[Aufgabe A]: In welchem Jahr hat das deutsche Prüfunternehmen laut dem Artikel über den PIP-Skandal die Brustimplantate zertifiziert?
[Aufgabe B]: Tausche im Artikel über den PIP-Skandal „Silikon-Gel“ gegen „Material“ aus und gib dabei den Abschnitt von „Weltweit bis zu 400.000 Frauen betroffen“ bis einschließlich „PIP eingesetzt wurden.“ wieder.
[Aufgabe C]: Knüpfe an das Ende des Artikels über den PIP-Skandal an und schreibe ihn weiter.

[Ausgewählter Text]:
Neue Kraft: Tracy Kiss beim Training

Heute fühlt sie sich erheblich besser. “Mein Kampfgeist”, sagt Kiss, hat mir damals geholfen, die schwierigste Zeit meines Lebens zu überstehen.” Und so schloss sie sich einem der Gerichtsverfahren gegen den TÜV Rheinland an. Eine erste Entschädigung hat sie bereits erhalten, aber die Haftungsfrage ist noch nicht abschließend geklärt.

Weltweit bis zu 400.000 Frauen betroffen

Das deutsche Prüfunternehmen hatte die Brustimplantate, die das französische Unternehmen Poly Implants Prothèse (PIP) vor 2011 auf den Markt brachte, 1997 zertifiziert und für unbedenklich erklärt. Dann aber stellte sich heraus, dass PIP über Jahre ein für medizinische Zwecke verbotenes Silikon-Gel für die Kissen verwendet hatte. PIP selbst ging kurz nach Bekanntwerden des Skandals im Jahr 2010 in Konkurs.

Drei Verfahren hat es bereits gegeben. In ihnen ging es um Schadensersatzansprüche von mehr als 20.000 Frauen, von denen viele immer noch unter gesundheitlichen Problemen leiden. Vermutet wird, dass weltweit bis zu 400.000 Frauen die Implantate von PIP eingesetzt wurden.

Bisher hatten die Richter eine Haftung des TÜV Rheinland abgelehnt. Doch im Oktober hob Frankreichs Oberstes Gericht dieses Urteil auf. In dem nun anlaufenden vierten Verfahren lassen sich bislang etwa 5000 Opfer vertreten, sagt ihr Anwalt Olivier Aumaitre. Der TÜV Rheinland müsse zahlen, ist Aumaitre überzeugt. Für ihn liegt es auf der Hand, dass er die Verantwortung trage. “Die Repräsentanten des TÜV sollten an den Verhandlungstisch kommen, um ihr Image wiederherzustellen”, sagte er.

Einsatz von Brust-Implantaten: Bis zu 400.000 Frauen könnten gefährlichen Implantate von PIP erhalten haben

TÜV Rheinland sieht sich als Betrugsopfer

Der TÜV Rheinland allerdings erklärt, er sei selbst ein Opfer des Betrugs: “PIP hatte ein perfektes System der Täuschung auf Grundlage gefälschter Dokumente errichtet”, sagt die Anwältin des Unternehmens, Cecile Derycke. Zudem hätte das Unternehmen Mitarbeiter in seinen Reihen gehabt, die “sehr gut im Lügen” gewesen seien: “Es war unmöglich zu erkennen, dass etwas nicht stimmte. Der Betrug wurde nur dank einer Kündigung aufgedeckt.”

Zudem sei es nicht Aufgabe des TÜV Rheinland gewesen, die realen Produkte zu überprüfen. “Mein Mandant musste lediglich bestätigen, dass das Unternehmen in der Lage war, die beschriebenen Brustimplantate herzustellen und dass das Design den Standardvorschriften entsprach”, so Derycke.

[Lernmaterial]:
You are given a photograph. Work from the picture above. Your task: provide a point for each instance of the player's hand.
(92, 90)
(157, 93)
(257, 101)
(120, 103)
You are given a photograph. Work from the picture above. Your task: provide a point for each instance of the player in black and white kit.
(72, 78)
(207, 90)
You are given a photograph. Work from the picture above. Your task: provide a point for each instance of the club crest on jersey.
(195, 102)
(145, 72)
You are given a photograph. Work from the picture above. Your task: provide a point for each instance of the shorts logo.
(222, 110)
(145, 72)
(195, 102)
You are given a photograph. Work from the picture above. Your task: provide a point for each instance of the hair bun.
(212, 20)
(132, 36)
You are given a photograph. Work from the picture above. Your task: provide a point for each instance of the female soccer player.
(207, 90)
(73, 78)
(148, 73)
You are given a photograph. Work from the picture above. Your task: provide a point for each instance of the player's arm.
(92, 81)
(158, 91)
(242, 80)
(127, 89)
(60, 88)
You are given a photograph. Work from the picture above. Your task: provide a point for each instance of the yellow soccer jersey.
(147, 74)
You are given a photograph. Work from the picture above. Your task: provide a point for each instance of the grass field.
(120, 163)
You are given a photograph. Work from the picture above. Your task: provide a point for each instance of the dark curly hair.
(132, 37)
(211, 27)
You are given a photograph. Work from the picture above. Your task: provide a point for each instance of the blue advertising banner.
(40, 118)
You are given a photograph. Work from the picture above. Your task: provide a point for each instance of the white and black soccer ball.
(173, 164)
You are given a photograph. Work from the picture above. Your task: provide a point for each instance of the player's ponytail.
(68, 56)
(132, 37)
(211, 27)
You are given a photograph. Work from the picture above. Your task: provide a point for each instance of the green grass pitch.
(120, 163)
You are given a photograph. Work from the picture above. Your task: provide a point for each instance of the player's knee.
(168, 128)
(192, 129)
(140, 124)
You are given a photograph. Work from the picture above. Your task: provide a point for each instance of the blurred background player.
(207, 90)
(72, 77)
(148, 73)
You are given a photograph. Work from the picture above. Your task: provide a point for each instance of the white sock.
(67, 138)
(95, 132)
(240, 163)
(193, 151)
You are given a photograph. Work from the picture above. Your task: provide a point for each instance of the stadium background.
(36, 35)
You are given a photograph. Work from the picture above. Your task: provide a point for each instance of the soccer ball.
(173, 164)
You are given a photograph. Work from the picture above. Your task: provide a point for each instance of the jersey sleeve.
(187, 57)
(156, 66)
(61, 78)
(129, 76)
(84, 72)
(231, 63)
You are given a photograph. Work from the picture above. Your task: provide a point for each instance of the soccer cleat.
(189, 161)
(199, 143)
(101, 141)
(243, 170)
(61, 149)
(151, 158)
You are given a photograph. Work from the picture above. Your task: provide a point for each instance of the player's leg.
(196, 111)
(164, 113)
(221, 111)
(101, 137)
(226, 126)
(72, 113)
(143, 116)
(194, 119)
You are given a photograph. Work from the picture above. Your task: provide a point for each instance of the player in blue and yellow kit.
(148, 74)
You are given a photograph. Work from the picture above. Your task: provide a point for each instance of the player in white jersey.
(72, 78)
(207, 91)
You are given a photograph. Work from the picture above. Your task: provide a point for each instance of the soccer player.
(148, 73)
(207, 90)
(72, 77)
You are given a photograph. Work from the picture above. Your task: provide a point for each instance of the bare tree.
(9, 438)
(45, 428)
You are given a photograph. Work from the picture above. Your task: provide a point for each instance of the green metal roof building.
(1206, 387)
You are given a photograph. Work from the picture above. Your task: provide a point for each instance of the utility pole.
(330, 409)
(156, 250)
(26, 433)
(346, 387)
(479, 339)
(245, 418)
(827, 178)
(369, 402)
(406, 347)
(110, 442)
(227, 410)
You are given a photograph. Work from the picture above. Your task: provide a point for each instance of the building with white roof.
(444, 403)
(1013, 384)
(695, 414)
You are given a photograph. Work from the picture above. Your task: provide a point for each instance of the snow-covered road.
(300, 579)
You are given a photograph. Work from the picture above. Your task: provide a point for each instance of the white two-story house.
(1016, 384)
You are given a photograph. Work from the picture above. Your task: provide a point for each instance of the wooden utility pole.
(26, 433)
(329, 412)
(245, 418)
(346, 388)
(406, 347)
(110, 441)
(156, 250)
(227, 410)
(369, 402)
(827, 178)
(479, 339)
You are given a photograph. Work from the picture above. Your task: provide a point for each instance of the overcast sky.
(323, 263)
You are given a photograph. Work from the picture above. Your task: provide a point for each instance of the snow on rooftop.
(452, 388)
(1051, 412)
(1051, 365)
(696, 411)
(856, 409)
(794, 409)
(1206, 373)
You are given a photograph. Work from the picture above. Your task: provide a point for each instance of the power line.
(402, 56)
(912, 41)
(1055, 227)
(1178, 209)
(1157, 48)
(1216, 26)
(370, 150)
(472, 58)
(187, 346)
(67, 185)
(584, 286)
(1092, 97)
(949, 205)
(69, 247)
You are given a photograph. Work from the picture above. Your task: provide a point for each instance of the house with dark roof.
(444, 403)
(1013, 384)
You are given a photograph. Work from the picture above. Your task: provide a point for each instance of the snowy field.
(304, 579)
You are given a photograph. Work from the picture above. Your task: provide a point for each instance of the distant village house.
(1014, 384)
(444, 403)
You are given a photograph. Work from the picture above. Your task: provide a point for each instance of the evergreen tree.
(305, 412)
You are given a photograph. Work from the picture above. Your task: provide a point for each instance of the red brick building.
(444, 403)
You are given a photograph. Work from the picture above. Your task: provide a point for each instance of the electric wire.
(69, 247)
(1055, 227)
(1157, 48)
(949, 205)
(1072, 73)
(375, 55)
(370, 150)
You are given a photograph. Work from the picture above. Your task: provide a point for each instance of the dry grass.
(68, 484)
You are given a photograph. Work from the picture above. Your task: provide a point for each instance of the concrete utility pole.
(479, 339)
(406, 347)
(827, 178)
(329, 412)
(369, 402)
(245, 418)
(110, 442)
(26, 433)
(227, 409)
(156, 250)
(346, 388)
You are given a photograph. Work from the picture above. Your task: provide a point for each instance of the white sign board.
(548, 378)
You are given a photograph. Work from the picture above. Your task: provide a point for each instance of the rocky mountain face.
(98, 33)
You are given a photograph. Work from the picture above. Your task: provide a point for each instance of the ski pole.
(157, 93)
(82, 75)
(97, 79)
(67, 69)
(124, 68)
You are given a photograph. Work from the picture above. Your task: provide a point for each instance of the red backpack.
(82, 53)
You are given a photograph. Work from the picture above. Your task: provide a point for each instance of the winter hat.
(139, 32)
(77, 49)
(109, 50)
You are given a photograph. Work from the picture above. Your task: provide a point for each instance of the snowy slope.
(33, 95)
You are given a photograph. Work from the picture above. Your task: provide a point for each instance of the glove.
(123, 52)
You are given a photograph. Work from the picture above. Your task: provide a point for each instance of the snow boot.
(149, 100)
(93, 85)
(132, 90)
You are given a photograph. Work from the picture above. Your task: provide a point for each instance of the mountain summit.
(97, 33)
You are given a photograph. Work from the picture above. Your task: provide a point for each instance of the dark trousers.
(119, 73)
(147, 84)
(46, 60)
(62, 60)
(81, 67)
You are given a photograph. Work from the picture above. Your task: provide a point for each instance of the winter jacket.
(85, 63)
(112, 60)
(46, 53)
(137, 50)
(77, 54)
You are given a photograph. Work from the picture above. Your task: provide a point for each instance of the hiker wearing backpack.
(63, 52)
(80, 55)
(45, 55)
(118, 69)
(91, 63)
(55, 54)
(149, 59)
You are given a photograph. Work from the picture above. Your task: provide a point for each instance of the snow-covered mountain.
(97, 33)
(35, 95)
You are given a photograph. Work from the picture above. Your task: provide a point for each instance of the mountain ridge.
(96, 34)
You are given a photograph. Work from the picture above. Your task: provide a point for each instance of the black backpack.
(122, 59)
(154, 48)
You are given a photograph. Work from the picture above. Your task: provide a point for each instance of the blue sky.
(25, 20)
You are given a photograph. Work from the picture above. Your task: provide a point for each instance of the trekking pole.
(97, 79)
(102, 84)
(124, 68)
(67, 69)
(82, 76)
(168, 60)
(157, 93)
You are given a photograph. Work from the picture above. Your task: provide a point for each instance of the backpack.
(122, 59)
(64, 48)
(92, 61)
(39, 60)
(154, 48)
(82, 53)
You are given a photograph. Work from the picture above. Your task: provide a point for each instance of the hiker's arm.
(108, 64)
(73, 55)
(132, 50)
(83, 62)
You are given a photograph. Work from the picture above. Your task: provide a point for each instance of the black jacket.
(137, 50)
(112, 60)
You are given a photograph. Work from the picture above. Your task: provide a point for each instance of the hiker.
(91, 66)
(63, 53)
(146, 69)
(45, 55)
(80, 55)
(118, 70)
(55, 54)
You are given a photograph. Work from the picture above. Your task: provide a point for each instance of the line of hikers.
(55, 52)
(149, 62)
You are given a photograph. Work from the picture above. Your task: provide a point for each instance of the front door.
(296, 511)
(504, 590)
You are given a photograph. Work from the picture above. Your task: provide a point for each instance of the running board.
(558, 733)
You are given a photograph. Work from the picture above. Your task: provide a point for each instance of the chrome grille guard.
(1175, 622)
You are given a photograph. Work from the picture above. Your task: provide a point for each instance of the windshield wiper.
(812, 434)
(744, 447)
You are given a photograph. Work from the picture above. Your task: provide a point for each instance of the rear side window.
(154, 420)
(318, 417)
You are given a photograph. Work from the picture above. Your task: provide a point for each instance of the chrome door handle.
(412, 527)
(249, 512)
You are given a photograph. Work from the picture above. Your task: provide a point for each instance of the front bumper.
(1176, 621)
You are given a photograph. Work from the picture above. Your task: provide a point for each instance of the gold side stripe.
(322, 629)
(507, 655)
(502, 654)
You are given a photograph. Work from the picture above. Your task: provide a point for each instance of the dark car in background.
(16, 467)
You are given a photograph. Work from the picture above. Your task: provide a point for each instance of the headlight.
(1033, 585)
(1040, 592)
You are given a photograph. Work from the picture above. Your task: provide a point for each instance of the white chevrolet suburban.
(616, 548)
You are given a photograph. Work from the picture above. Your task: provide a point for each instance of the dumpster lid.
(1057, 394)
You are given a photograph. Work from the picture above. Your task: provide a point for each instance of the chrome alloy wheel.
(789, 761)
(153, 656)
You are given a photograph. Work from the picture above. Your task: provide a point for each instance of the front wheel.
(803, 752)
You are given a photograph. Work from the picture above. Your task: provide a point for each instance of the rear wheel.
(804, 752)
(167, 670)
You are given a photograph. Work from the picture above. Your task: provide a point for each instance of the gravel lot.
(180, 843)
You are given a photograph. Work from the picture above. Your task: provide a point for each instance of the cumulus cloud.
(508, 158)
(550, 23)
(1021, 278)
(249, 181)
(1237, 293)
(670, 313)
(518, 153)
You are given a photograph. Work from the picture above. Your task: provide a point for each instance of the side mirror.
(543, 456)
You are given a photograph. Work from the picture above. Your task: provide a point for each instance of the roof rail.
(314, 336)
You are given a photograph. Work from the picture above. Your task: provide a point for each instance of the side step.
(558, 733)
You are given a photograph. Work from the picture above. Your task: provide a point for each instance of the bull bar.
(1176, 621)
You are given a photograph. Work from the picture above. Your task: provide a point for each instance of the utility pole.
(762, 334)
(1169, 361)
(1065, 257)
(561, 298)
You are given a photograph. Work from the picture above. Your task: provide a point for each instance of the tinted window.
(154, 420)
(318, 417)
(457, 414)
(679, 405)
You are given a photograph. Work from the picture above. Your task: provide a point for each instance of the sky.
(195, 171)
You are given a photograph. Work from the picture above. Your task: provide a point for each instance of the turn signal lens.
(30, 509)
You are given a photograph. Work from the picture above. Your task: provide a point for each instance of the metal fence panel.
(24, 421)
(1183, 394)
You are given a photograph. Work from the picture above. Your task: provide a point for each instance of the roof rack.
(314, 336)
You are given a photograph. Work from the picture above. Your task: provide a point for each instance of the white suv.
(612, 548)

[Antwort A]: 1997

[Antwort B]:
Weltweit bis zu 400.000 Frauen betroffen

Das deutsche Prüfunternehmen hatte die Brustimplantate, die das französische Unternehmen Poly Implants Prothèse (PIP) vor 2011 auf den Markt brachte, 1997 zertifiziert und für unbedenklich erklärt. Dann aber stellte sich heraus, dass PIP über Jahre ein für medizinische Zwecke verbotenes Material für die Kissen verwendet hatte. PIP selbst ging kurz nach Bekanntwerden des Skandals im Jahr 2010 in Konkurs.

Drei Verfahren hat es bereits gegeben. In ihnen ging es um Schadensersatzansprüche von mehr als 20.000 Frauen, von denen viele immer noch unter gesundheitlichen Problemen leiden. Vermutet wird, dass weltweit bis zu 400.000 Frauen die Implantate von PIP eingesetzt wurden.

[Antwort C]:
Dazu habe man vor Ort Dokumente geprüft, die Prozesse studiert und Interviews geführt. Die Produkte selbst zu überprüfen sei nicht die Aufgabe gewesen und hätte auch den gesetzlichen Vorgaben nicht entsprochen. Auch einen Anlass habe es nicht gegeben, da keinerlei Verdacht oder Hinweise auf betrügerische Aktivitäten bei PIP vorgelegen hätten.

“Eine undichte, ekelhafte Masse”

Kiss hofft dennoch, dass die französischen Gerichte den TÜV Rheinland als Hauptverantwortlichen sehen. Das wäre ein bedeutender Teil ihres Heilungsprozesses: “Es ist für uns wichtig zu wissen, dass die Prüfung tatsächlich ernst genommen wird, dass es eine rechtliche Unterstützung dafür gibt”, so Kiss im Gespräch mit der DW.

Tracy Kiss: “Ich leide immer noch unter Spätfolgen der Implantate”

Ihre ehemaligen Brustimplantate hat sie noch zu Hause: Sie seien ihr Ansporn weiter zu kämpfen. “Diese undichte, ekelhafte Masse ist in mich eingedrungen”, sagt sie, während sie das Implantat über das Waschbecken hält. “Das sind giftige Industrie-Chemikalien. Ich trug damals mein Baby in mir. Nach der Geburt habe ich es gestillt.”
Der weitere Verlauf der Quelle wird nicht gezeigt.